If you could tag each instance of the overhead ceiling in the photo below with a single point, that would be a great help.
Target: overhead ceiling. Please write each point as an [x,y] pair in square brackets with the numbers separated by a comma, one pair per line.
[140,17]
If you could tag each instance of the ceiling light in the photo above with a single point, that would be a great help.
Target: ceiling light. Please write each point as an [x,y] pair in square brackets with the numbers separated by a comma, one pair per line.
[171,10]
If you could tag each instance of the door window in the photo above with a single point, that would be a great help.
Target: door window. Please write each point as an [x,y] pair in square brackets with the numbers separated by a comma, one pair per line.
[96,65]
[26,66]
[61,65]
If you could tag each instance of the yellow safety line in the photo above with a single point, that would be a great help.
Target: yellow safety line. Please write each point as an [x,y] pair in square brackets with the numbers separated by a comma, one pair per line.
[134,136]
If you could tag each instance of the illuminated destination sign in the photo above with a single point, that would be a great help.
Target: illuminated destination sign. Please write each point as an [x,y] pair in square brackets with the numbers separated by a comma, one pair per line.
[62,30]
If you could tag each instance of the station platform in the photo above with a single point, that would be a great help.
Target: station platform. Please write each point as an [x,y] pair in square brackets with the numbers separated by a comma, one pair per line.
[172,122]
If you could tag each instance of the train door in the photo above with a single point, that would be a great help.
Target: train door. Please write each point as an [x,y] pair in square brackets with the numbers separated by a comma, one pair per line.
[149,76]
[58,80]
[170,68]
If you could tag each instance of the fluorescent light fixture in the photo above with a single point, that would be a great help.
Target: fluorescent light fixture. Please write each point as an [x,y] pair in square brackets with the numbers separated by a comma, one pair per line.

PROBLEM STATEMENT: Present every line of the listing above as a numbered list, skipping blank lines.

CORRECT RESULT:
1. If you could tag each instance of the overhead ceiling in the photo below with a single point, that would be a great help.
2. Target: overhead ceiling. Please write each point as an [x,y] pair in square brackets with the numbers separated by a comma, one pair per line.
3. [140,17]
4. If you could tag each instance of the ceiling light in the photo above with a single point, that would be a great help.
5. Target: ceiling light. Please write each point as an [x,y] pair in square brackets with the numbers separated by a comma, one pair per line.
6. [171,10]
7. If you could tag each instance of the door window in the photo above with a single point, that would be a great help.
8. Target: door window. Please write each point as an [x,y] pair in square brackets with the numbers separated by a comma, one pair per line.
9. [96,65]
10. [26,66]
11. [61,65]
12. If you could tag each instance of the yellow safety line in the photo above with a single point, that would be a great help.
13. Target: yellow safety line. Please write each point as an [x,y] pair in square brackets with the numbers separated by a comma, one pair per line.
14. [134,136]
15. If you could tag each instance of the illuminated destination sign in the photo above with a single point, that would be a great help.
16. Target: illuminated destination sign. Please write each point as an [x,y] pair in square brackets with the numbers separated by a comma, one pair per line.
17. [62,30]
18. If you could tag each instance of the station platform in the photo above with a single point, that would be a great help.
19. Target: station platform. Please write each point as an [x,y] pair in square brackets with the numbers separated by a comma, one pair per line.
20. [172,122]
21. If you could tag each instance of the train door in the photo above with a single point, that would be a great help.
22. Target: train door. Please write each point as an [x,y] pair in square brackets with the numbers separated by a comma, one pair per line.
23. [149,76]
24. [58,80]
25. [170,68]
26. If you could tag each instance of the fluorescent light fixture in the photo above with a single point, that would be a great help.
27. Target: fluorescent light fixture. Please write each point as an [x,y] pair in square brackets with the numbers separated by a comma, one pair per line.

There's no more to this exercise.